Complete the following =
(a) Reproduce the passage on reference materials and measurement standards word for word, from "We develop, maintain, and" up to and including "other target compounds.".
(b) Carry on the passage on reference materials and measurement standards, starting after its final sentence.

Passage to read =

----

To ensure reliable chemical analysis in testing and inspection, we develop and advance inorganic measurement techniques and provide high‑purity inorganic reference materials and composition reference materials for materials, environmental, and food analysis.

We develop, maintain, and supply primary reference materials for metal/non‑metal elemental standard solutions and pH standard solutions in Japan. We also advance primary and equivalent measurement methods and support technical assessment for domestic accredited providers.

We develop and supply a wide range of SI‑traceable standard gases and humidity standards—from trace moisture at the ppb level to high humidity up to a 95°C dew point. We also develop high‑accuracy preparation and calibration techniques that underpin these standards.

To support quality control and environmental risk assessment, we develop reference materials and related measurement technologies for organic composition and moisture, including pesticides, PCBs, PAHs, PFAS, and other target compounds.

Many analytical instruments require calibration using reference materials. We develop organic reference materials and establish accurate purity or concentration values using primary and high‑accuracy measurement approaches for instrument calibration.

Biomolecule measurements underpin health monitoring, food analysis, and pharmaceutical quality control. We develop standards, reference materials, and measurement methods for biomolecules ranging from small molecules (e.g., steroid hormones, amino acids) to proteins and nucleic acids.

----

Study material =
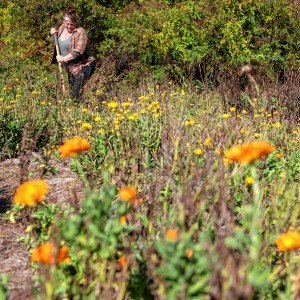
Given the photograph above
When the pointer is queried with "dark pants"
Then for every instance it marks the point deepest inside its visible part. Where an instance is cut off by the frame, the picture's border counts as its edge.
(78, 81)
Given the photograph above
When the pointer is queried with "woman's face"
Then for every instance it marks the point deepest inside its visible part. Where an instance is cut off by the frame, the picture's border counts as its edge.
(70, 26)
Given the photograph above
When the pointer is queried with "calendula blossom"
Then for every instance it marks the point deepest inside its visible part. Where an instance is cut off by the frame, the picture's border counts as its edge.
(250, 152)
(30, 193)
(171, 235)
(45, 254)
(249, 180)
(73, 146)
(198, 152)
(127, 193)
(288, 241)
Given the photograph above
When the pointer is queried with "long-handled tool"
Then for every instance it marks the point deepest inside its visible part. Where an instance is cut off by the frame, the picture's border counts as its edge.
(59, 63)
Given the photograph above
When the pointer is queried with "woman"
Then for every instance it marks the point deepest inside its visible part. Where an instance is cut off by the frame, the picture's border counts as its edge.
(78, 61)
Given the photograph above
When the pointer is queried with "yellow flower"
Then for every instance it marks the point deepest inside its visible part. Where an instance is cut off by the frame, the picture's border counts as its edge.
(249, 180)
(73, 146)
(189, 253)
(243, 130)
(123, 220)
(226, 116)
(190, 122)
(250, 152)
(218, 151)
(126, 104)
(112, 105)
(198, 151)
(208, 142)
(227, 161)
(172, 235)
(276, 125)
(31, 192)
(127, 193)
(143, 98)
(133, 117)
(288, 241)
(86, 126)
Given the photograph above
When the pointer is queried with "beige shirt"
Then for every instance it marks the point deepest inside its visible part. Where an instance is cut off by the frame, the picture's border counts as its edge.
(78, 44)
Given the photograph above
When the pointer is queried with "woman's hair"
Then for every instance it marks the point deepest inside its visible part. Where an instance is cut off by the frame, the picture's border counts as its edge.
(71, 14)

----

Activity answers =
(a)
We develop, maintain, and supply primary reference materials for metal/non‑metal elemental standard solutions and pH standard solutions in Japan. We also advance primary and equivalent measurement methods and support technical assessment for domestic accredited providers.

We develop and supply a wide range of SI‑traceable standard gases and humidity standards—from trace moisture at the ppb level to high humidity up to a 95°C dew point. We also develop high‑accuracy preparation and calibration techniques that underpin these standards.

To support quality control and environmental risk assessment, we develop reference materials and related measurement technologies for organic composition and moisture, including pesticides, PCBs, PAHs, PFAS, and other target compounds.

(b)
Advances in nanotechnology have led to the development of line patterns in semiconductor devices, thin films, multilayer structures, and nanomaterials. Consequently, the development and enhancement of nanometrology techniques suitable for these structures have become increasingly important. Our group employs traceable X-ray reflectometry (T-XRR), X-ray photoelectron spectroscopy (XPS), metrological atomic force microscopy (M-AFM), scanning electron microscopy (SEM), transmission electron microscopy (TEM), and Flow Particle Tracking (FPT) technologies to distribute certified reference materials, provide calibration services, promote international standardization, and collaborate both within and outside the AIST.

We conduct research on particle and polymer metrology. Particles, powders, and polymer materials are used in advanced materials and medical applications and are also present in the environment (e.g., PM2.5). We develop measurement methods and standards for particle size and related properties.

To address heat‑related challenges such as energy efficiency and thermal management in electronics, we develop thermophysical property measurement and evaluation techniques and provide standards that support industry and society.

We research advanced structural evaluation and property measurement technologies that leverage the metrology framework to contribute to manufacturing and materials development. We also generate and curate reliable physical property data and spectra derived from these measurement and evaluation techniques.